◆ Exercise goal: Copy the lines below word for word, every one of them.

──────── Data supplied ────────

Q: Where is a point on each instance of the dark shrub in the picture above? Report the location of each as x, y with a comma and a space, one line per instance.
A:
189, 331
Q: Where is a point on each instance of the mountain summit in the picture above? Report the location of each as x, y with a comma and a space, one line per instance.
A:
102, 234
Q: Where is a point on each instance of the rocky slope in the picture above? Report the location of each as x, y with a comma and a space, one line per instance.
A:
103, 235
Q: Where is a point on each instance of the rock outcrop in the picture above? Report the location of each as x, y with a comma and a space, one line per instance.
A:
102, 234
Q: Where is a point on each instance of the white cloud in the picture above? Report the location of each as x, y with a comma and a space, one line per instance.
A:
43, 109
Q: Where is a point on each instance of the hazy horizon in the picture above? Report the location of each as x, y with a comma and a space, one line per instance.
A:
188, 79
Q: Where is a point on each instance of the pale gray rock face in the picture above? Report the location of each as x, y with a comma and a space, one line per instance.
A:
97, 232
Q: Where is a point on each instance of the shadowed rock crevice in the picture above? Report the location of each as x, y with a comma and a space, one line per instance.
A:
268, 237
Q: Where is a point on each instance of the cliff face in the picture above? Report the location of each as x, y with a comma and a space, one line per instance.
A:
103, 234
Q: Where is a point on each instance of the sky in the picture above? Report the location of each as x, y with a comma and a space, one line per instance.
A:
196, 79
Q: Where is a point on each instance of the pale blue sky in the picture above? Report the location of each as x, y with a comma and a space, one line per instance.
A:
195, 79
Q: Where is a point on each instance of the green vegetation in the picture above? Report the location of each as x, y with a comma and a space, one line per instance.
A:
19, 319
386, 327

────────

◆ The reply:
Q: Where is a point on each instance of the dark shrub in the picture above? Report the location of each as x, y with a comma and a space, one line per instance.
A:
189, 331
Q: Where is a point on each instance of the mountain summit in the picture above? Report the location of each as x, y with a comma and a space, one line per instance.
A:
102, 234
Q: Where is a point on each instance of the rocky slope in the picture above? Report the location of each as x, y with a comma and a space, one line per instance.
A:
103, 235
Q: Where is a point on each instance of the rock outcrop in the picture above? Report the location of each as x, y with a comma and a space, one line per instance.
A:
102, 234
Q: Where is a point on each instance of the white cloud in the picture above? Report the location of each as x, y with a comma and a space, one line per instance.
A:
43, 109
Q: Where is a point on each instance of the hazy horizon in the picture above? Report the location of each as x, y with a comma and a space, one line per instance.
A:
188, 79
Q: Where is a point on each instance of the pale gray rock face in the picture above? Report the location of each as x, y with a comma and a space, one line per instance.
A:
97, 232
Q: Where is a point on each instance of the shadowed rock crevice in the picture above? Report the location of each as x, y with a comma and a space, one line per instance.
A:
268, 237
Q: Where is a point on each instance of the cliff face in the picture above? Report the location of each as x, y with a comma and a space, one line per instance.
A:
103, 234
Q: Where is a point on each instance of the sky in the picture above? Report the location of each as x, y with a comma and a space, one line per instance.
A:
196, 79
Q: Where is a point on each instance of the pale blue sky in the picture above? Report the location of each as x, y with a comma and a space, one line per instance.
A:
195, 79
Q: Where is a point on each instance of the green vegetation in the picture above? Report the location of each as x, y with a comma and a space, one line per instance.
A:
19, 319
386, 327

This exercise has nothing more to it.